VENICE, Italy—In 1988, Nicholson Baker’s novel The Mezzanine caused a stir with its ironic, witty rendering of the everyday thoughts of a young office worker, in all their mundanity: Over the course of the book, Howie disserts on paper straws, escalators, and popcorn. Over the course of the ’90s, Seinfeld would take that idea and run with it, digging deep down into the quotidian lives of its characters and their menial preoccupations.
David Fincher’s new film, The Killer, premiered Sunday at the Venice Film Festival. It focuses on a contract killer taking revenge on his employer and colleagues, and is not cut entirely from the same cloth as these works, but there is an oddly hilarious preoccupation with objects, their meaning and their uses. In a fully globalized world, the main character jets around the place, sharing Zen musings about success and how to get ahead, while killing people and eating only the protein from a Big Mac.
As the film begins, the killer (played by an impeccable Michael Fassbender, giving nothing away but proving a perversely engaging anti-hero in his weird, ironic detachment and loopy thought processes) is readying himself to kill a mark, stationed across the way from him in an empty apartment in Paris. The killer—who is nameless throughout the film, except when taking a number of different aliases—is clearly a man of experience, a detached, clean, businesslike killer who takes a certain pride in his work and in his methods.

= = = = =

→ TASK INSTRUCTIONS
1. List every person or fictional character named in the review of The Killer.
2. Rewrite the review of The Killer starting with "David Fincher’s new" and going on through "from a Big Mac.", with "Big Mac" changed to "Whopper".
3. Continue the review of The Killer from where it stops.

→ RECORD SET
= = = = =

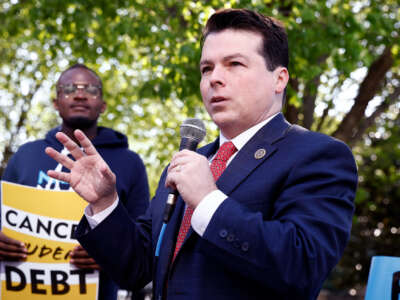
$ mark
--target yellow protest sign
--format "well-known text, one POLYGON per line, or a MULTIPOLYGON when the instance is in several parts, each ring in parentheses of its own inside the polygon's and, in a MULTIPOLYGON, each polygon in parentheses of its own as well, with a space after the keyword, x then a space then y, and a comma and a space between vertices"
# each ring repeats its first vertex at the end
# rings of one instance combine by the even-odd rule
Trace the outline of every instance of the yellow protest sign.
POLYGON ((1 225, 25 243, 24 262, 3 262, 0 300, 97 299, 97 271, 69 263, 72 234, 87 203, 72 191, 1 182, 1 225))

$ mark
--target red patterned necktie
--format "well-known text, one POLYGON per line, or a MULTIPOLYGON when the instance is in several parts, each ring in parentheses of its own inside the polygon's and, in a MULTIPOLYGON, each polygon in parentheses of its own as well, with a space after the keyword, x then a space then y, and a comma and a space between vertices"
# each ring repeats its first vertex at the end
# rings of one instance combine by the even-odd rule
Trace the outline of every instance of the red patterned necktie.
MULTIPOLYGON (((226 168, 226 162, 236 151, 237 149, 232 142, 225 142, 218 149, 218 152, 210 165, 211 173, 213 174, 215 181, 217 181, 217 179, 224 172, 226 168)), ((179 228, 178 238, 176 240, 176 246, 172 261, 175 260, 175 257, 178 254, 179 249, 182 247, 183 241, 185 240, 186 234, 189 231, 192 214, 193 209, 191 207, 187 207, 182 219, 181 227, 179 228)))

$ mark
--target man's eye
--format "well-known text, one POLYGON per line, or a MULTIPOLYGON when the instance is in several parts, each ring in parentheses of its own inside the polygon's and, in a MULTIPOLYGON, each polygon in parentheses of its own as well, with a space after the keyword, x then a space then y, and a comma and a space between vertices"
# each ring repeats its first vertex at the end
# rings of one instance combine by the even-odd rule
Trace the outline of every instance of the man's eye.
POLYGON ((86 88, 86 92, 88 92, 91 95, 97 95, 99 93, 99 88, 97 86, 89 85, 86 88))
POLYGON ((210 70, 211 70, 211 67, 203 67, 203 68, 201 68, 200 72, 201 72, 201 74, 204 74, 204 73, 207 73, 210 70))
POLYGON ((239 61, 231 61, 231 66, 241 66, 242 63, 239 61))
POLYGON ((76 87, 73 84, 65 85, 63 88, 64 94, 72 94, 76 90, 76 87))

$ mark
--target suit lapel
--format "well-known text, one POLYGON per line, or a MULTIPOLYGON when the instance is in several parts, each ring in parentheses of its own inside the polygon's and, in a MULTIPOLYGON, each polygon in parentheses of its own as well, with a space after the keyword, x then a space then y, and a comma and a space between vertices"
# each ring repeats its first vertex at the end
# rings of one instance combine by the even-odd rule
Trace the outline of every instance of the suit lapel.
POLYGON ((274 145, 285 137, 290 124, 279 113, 244 145, 217 181, 218 188, 229 195, 254 169, 278 150, 274 145))

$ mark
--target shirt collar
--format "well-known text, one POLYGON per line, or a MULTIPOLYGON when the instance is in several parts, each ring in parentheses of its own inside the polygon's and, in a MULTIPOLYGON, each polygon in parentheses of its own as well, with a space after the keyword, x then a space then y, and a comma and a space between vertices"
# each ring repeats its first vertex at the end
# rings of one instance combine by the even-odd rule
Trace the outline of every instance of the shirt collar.
MULTIPOLYGON (((278 113, 270 116, 268 119, 254 125, 253 127, 250 127, 246 131, 243 131, 241 134, 238 136, 234 137, 231 142, 235 145, 236 149, 240 151, 240 149, 243 148, 244 145, 256 134, 258 130, 260 130, 265 124, 267 124, 269 121, 271 121, 278 113)), ((219 146, 225 142, 228 142, 229 139, 227 139, 222 132, 219 133, 219 146)))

= = = = =

→ TASK RESPONSES
1.
- Nicholson Baker
- Howie
- David Fincher
- Michael Fassbender

2.
David Fincher’s new film, The Killer, premiered Sunday at the Venice Film Festival. It focuses on a contract killer taking revenge on his employer and colleagues, and is not cut entirely from the same cloth as these works, but there is an oddly hilarious preoccupation with objects, their meaning and their uses. In a fully globalized world, the main character jets around the place, sharing Zen musings about success and how to get ahead, while killing people and eating only the protein from a Whopper.

3.
In voiceover, he shares various mantras, which are deeply unusual in tone, part self-help, part advice manual, part lifestyle guru. He talks us through the current hit he is working on—the benefits of preparation, disguise, choosing the correct lookout, etc.—while keeping watch and training his viewfinder on various passersby.
Fincher’s filmmaking is already striking in this opening section; playful, too. He mixes fragments of his chosen soundtrack (the plaintive, witty music of The Smiths) into shots where the killer tracks his target, reverting to tinny headphone sound when filming the character directly. This gives us a heady sense of being inside the character’s evidently crazed subjectivity, but it also has the function of framing his absurd dictums and thoughts. Bored with this particular kill via long-distance rifle, he wonders to himself, “When did I last do a nice, calm drowning?”
When this particular hit goes wrong, things begin to spiral out of control for the killer, who is a fiend for protocol and methods. Or, rather, instead of spiraling out of control, things tend to go in unexpected ways, and he finds that he has to improvise, in the revenge that he exacts on those who have wronged him. Dressed mostly in white, with bucket hat and sunglasses, so that he looks like Hunter S. Thompson (except handsome), the character muses on his reason for picking this work uniform, which is inspired by the clothes of a German tourist he overheard once, “...and nobody wants to talk to a German tourist.”
That bizarrely, briskly comedic tone is maintained throughout, and it is a high-wire act to keep up, because the danger is of falling into edgelordism, representing this character as a “legend” who racks up inventive kills. Neither does The Killer belong, exactly, to the Tarantino tradition, trading in a trumped up combination of violence and irony.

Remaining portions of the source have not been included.